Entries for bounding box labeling
-=-=-

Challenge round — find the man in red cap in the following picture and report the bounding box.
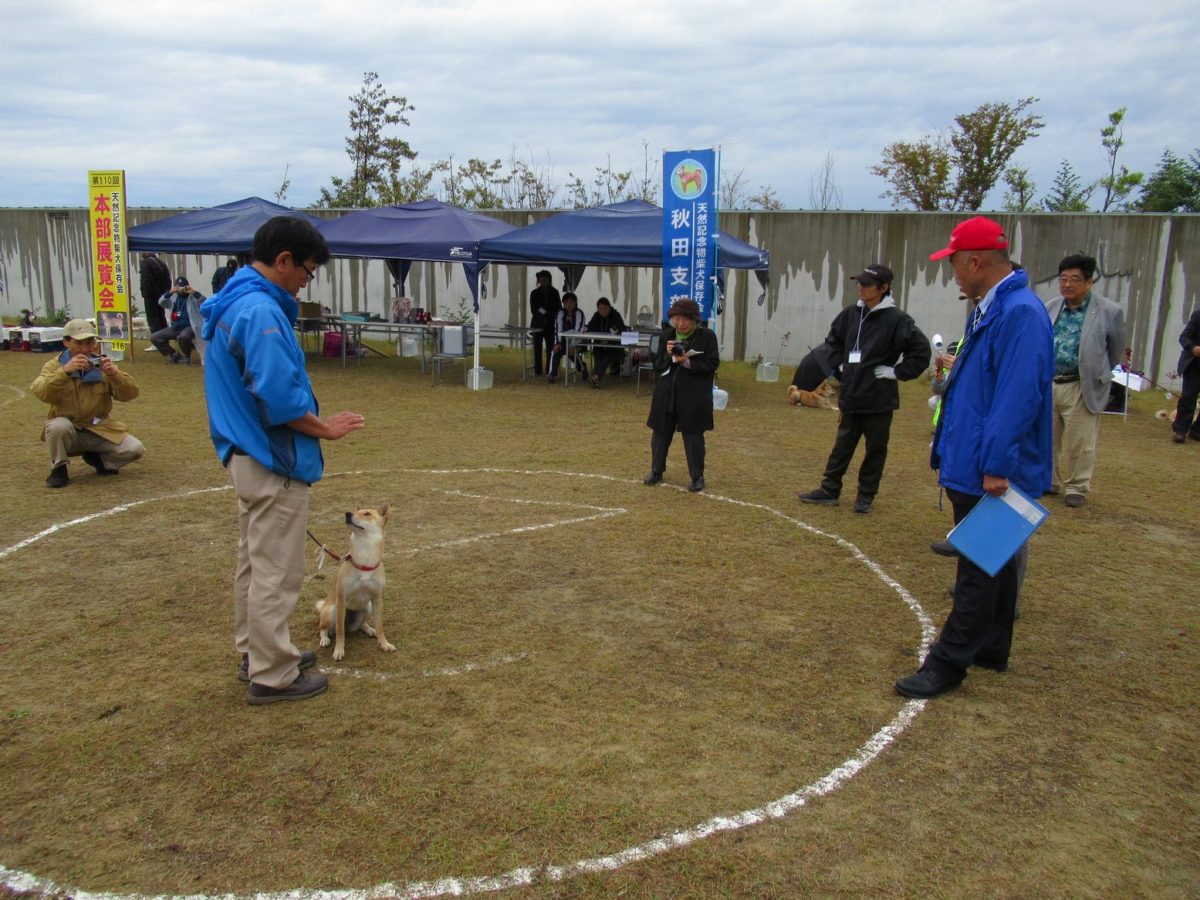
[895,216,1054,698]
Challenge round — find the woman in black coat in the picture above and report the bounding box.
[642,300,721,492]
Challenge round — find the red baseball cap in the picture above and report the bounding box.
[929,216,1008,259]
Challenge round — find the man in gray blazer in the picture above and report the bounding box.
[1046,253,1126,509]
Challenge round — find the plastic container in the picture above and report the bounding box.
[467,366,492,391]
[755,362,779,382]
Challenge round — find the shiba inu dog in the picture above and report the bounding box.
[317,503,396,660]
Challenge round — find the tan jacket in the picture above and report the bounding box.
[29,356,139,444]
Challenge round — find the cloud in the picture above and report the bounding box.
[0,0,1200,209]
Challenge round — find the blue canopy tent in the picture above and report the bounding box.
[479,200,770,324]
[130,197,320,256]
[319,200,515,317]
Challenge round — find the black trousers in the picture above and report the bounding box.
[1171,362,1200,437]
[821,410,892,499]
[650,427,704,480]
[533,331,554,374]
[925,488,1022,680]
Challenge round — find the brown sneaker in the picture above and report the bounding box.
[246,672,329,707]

-=-=-

* _Written task_: Working from the material above, transcribe it exactly while omitting pictures.

* _Answer to the exercise_:
Challenge round — find the man in red cap in the following picture and report the bounding box.
[895,216,1054,698]
Challenge round — find the woman in black coat in the picture above and report the bounding box.
[642,300,721,492]
Challenge round — find the red baseball cap in the picture above and report the bounding box.
[929,216,1008,259]
Challenge round — find the man in gray blazer in the picture above and report the bounding box.
[1046,253,1126,509]
Challenge round — find the plastic container in the picture above and report the bounding box.
[467,366,492,391]
[755,362,779,382]
Challenge round — find the shiba inu dog in the picture above and report the bounding box.
[317,503,396,660]
Challenge round — find the tan jacket in the picture above and report the bounding box.
[29,356,139,444]
Challenge round — find the cloud in the picture above and report the bounding box.
[0,0,1200,209]
Challenge round — find the blue canopy tent in the picture above and report the bounding box.
[479,200,770,324]
[130,197,320,256]
[319,200,515,317]
Challenge round — find the black trousers in the picture above and report the bounding box.
[1171,362,1200,437]
[821,410,892,499]
[650,427,704,480]
[533,331,554,374]
[925,488,1022,680]
Challenge round — find the brown sneaker in the picture above and report the bounding box.
[246,672,329,707]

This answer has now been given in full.